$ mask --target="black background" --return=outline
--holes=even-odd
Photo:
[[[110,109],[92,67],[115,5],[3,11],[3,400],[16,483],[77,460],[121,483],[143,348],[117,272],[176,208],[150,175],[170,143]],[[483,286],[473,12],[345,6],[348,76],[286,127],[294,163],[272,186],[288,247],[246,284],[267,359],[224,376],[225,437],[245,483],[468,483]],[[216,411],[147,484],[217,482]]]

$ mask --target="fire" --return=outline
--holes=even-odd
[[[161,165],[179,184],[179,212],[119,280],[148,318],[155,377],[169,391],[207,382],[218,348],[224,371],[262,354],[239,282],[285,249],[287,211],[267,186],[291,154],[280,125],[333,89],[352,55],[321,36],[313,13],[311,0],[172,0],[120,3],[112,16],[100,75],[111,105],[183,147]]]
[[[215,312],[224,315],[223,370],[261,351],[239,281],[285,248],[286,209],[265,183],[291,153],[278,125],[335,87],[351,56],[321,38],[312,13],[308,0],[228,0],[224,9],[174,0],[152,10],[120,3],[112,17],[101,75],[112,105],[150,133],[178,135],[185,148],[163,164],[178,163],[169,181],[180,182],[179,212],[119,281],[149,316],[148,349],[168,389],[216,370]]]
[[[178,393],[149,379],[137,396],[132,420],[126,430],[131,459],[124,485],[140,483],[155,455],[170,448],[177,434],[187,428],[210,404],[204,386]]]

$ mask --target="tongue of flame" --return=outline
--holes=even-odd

* * *

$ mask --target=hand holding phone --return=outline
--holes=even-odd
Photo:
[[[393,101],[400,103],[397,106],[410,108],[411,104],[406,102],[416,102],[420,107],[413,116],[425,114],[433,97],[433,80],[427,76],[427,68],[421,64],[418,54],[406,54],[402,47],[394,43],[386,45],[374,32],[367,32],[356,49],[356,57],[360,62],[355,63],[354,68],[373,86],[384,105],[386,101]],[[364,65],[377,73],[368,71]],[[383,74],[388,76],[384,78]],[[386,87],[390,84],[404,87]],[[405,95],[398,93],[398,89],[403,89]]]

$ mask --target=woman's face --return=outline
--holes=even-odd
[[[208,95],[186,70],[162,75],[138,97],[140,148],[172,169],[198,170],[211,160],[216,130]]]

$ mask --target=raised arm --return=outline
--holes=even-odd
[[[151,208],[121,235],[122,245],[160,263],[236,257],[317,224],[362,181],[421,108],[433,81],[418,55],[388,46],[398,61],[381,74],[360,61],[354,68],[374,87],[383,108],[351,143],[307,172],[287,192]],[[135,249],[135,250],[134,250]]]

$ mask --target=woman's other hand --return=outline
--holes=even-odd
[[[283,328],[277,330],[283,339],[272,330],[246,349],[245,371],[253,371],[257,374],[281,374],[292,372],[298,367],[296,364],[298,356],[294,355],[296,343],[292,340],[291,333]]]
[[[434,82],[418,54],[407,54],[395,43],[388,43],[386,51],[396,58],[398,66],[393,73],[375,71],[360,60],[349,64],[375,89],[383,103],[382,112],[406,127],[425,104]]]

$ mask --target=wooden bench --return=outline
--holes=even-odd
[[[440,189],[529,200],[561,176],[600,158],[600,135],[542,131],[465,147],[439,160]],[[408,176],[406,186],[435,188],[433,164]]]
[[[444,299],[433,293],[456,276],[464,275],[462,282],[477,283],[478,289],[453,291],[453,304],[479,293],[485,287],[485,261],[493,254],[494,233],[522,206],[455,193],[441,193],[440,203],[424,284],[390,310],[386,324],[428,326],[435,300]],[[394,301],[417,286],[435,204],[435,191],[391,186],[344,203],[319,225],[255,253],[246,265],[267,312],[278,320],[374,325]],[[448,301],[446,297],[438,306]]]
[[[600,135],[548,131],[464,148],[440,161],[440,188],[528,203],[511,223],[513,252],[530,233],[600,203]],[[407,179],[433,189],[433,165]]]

◆ **Required action**:
Where a line of the records has the string "hand", copy that line.

◆ **Written response**:
$ mask --target=hand holding phone --return=outline
$ mask --target=woman's other hand --return=outline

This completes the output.